What you are asked to do -
Output the entire listing below exactly as it stands.
* * *
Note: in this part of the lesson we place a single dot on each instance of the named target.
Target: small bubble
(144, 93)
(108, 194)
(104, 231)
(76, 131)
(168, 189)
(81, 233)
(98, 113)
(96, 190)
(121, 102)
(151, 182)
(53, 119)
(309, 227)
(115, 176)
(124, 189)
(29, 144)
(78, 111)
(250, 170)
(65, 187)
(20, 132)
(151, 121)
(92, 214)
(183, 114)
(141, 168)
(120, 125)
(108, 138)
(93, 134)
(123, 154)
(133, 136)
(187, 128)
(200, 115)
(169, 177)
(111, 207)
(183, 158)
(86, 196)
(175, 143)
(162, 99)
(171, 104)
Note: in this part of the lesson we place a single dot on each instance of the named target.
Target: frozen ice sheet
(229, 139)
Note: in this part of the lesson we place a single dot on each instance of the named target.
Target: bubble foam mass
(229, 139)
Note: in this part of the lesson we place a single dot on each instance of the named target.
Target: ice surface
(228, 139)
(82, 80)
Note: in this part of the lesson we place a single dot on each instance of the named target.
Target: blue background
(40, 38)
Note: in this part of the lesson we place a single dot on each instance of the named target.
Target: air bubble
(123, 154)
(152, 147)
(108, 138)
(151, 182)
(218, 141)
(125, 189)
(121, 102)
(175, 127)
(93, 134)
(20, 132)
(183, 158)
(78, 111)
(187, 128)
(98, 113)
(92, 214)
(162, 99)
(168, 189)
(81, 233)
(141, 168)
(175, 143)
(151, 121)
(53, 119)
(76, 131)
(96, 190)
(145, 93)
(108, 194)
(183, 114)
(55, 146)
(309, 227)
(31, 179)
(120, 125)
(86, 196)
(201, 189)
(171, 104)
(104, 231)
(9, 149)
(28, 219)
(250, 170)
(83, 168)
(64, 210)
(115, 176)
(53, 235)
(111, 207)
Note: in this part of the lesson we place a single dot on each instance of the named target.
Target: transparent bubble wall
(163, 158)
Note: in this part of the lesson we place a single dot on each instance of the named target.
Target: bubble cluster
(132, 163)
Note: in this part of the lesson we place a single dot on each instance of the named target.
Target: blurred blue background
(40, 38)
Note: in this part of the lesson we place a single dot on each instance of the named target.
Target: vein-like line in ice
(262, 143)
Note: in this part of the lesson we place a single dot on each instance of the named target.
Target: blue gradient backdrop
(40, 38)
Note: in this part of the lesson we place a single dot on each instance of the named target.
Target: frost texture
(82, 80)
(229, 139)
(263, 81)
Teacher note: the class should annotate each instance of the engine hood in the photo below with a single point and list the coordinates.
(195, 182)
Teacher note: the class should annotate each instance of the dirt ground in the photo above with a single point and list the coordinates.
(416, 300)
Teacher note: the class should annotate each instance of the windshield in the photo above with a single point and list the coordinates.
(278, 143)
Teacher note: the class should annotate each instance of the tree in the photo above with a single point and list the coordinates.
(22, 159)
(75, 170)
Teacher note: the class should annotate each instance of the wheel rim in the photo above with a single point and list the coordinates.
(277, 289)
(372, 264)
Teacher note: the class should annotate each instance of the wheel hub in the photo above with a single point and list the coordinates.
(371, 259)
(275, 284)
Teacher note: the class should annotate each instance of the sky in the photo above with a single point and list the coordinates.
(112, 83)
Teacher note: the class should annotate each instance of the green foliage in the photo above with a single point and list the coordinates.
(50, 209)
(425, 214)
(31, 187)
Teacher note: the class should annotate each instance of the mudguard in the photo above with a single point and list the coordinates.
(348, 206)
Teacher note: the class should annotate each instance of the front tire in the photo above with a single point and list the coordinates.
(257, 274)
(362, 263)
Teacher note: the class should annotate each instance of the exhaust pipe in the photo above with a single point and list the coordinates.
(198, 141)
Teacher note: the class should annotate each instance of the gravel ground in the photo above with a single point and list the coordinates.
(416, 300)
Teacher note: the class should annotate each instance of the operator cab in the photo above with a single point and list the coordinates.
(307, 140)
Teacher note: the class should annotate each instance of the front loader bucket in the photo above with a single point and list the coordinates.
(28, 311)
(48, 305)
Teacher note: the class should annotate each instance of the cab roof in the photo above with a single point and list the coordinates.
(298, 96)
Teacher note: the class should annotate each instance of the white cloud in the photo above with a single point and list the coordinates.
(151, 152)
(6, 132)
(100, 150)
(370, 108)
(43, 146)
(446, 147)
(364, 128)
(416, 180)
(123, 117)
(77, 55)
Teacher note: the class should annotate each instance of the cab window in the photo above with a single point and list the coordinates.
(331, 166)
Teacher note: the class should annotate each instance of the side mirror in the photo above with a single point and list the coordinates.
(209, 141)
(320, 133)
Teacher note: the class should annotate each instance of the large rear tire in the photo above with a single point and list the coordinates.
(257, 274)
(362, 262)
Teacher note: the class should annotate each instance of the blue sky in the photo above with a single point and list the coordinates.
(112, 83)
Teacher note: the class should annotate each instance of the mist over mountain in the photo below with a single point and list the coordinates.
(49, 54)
* * *
Exercise response -
Note: in this part of the lesson we place a single dot on each instance of the named target.
Target: small bubble
(144, 93)
(108, 194)
(104, 231)
(76, 131)
(168, 189)
(81, 233)
(98, 113)
(96, 190)
(121, 102)
(151, 182)
(53, 119)
(309, 227)
(115, 176)
(124, 189)
(29, 144)
(78, 111)
(250, 170)
(65, 187)
(20, 132)
(151, 121)
(92, 214)
(183, 114)
(141, 168)
(120, 125)
(108, 138)
(93, 134)
(123, 154)
(133, 136)
(187, 128)
(200, 115)
(169, 177)
(111, 207)
(183, 158)
(86, 196)
(175, 143)
(162, 99)
(171, 104)
Note: in this part of the lesson we place a single dot on each instance of the named target.
Target: frozen ice sheet
(229, 139)
Note: in this part of the lesson we place a single dot on each instance of the named target.
Target: bubble foam mass
(229, 139)
Note: in this part of the lesson we place a single dot on each instance of the named target.
Target: ice surface
(228, 139)
(82, 80)
Note: in this part of the lesson we place a single dot on each instance of the named target.
Target: blue background
(40, 38)
Note: in this part of the lesson we place a single dot on each instance of the named target.
Target: air bubble
(123, 154)
(152, 147)
(108, 138)
(151, 182)
(218, 141)
(125, 189)
(121, 102)
(175, 127)
(93, 134)
(20, 132)
(183, 158)
(78, 111)
(187, 128)
(98, 113)
(92, 214)
(162, 99)
(168, 189)
(81, 233)
(141, 168)
(175, 143)
(151, 121)
(53, 119)
(76, 131)
(96, 190)
(145, 93)
(108, 194)
(183, 114)
(55, 146)
(309, 227)
(31, 179)
(120, 125)
(86, 196)
(201, 189)
(171, 104)
(104, 231)
(9, 149)
(28, 219)
(250, 170)
(83, 168)
(64, 210)
(115, 176)
(53, 235)
(111, 207)
Note: in this part of the lesson we place a single dot on each instance of the named target.
Target: transparent bubble wall
(163, 158)
Note: in this part of the lesson we place a single dot on each instance of the named target.
Target: bubble cluster
(132, 163)
Note: in this part of the lesson we place a single dot on each instance of the named target.
Target: blurred blue background
(40, 38)
Note: in this part of the lesson we place a single dot on each instance of the named target.
Target: vein-like line in ice
(262, 143)
Note: in this part of the lesson we place a single dot on each instance of the named target.
Target: blue gradient backdrop
(40, 38)
Note: in this part of the lesson we place a single dot on each instance of the named target.
Target: frost texture
(82, 80)
(229, 139)
(263, 81)
Teacher note: the class should annotate each instance of the engine hood in the photo below with a single point and list the coordinates.
(195, 182)
Teacher note: the class should annotate each instance of the dirt ground in the photo above with a single point and list the coordinates.
(416, 300)
Teacher note: the class should annotate each instance of the windshield in the photo above with a single point and list the coordinates.
(278, 143)
Teacher note: the class should annotate each instance of the tree in the photo above with a single point and list the coordinates.
(22, 159)
(75, 170)
Teacher note: the class should annotate each instance of the wheel rim in the photo above with a single point and list the coordinates.
(277, 289)
(372, 264)
Teacher note: the class should annotate each instance of the wheel hub in the photo above with a single point and list the coordinates.
(371, 259)
(275, 284)
Teacher note: the class should annotate each instance of the sky in the photo above with a single point and list the coordinates.
(112, 83)
Teacher note: the class should annotate each instance of the green foliage in the photo above with a single point and list the coordinates.
(50, 209)
(425, 214)
(31, 187)
Teacher note: the class should annotate each instance of the mudguard in the photo above with a single point and list the coordinates.
(348, 206)
Teacher note: the class should annotate each instance of the front tire in the photo above with a single point and list the coordinates.
(257, 274)
(362, 263)
Teacher note: the class should annotate each instance of the exhaust pipe in the photo above with a single point and list the coordinates.
(198, 141)
Teacher note: the class should annotate each instance of the gravel ground in the photo above with a single point and list the coordinates.
(416, 300)
Teacher note: the class should annotate each instance of the operator cab in the photo above with a single point and list the coordinates.
(307, 140)
Teacher note: the class should annotate each instance of the front loader bucket in the photo above with a single point and list the coordinates.
(28, 311)
(48, 305)
Teacher note: the class should annotate each instance of the cab roof in the photo above with a single point and list the coordinates.
(298, 96)
Teacher note: the class should annotate each instance of the white cloud in the photo above with a single point and list the coordinates.
(151, 152)
(6, 132)
(100, 150)
(370, 108)
(43, 146)
(446, 147)
(364, 128)
(416, 180)
(123, 117)
(77, 55)
Teacher note: the class should annotate each instance of the cab window in the photo above with a single point and list the coordinates.
(331, 166)
Teacher note: the class should annotate each instance of the side mirror in the photo above with a single point and list the coordinates.
(209, 141)
(320, 133)
Teacher note: the class should annotate each instance of the large rear tire in the photo above with a single point and list the coordinates.
(257, 274)
(362, 262)
Teacher note: the class should annotate each instance of the blue sky in the photo above with a single point and list the coordinates.
(112, 83)
Teacher note: the class should annotate each instance of the mist over mountain in the photo below with a single point and list the coordinates.
(49, 54)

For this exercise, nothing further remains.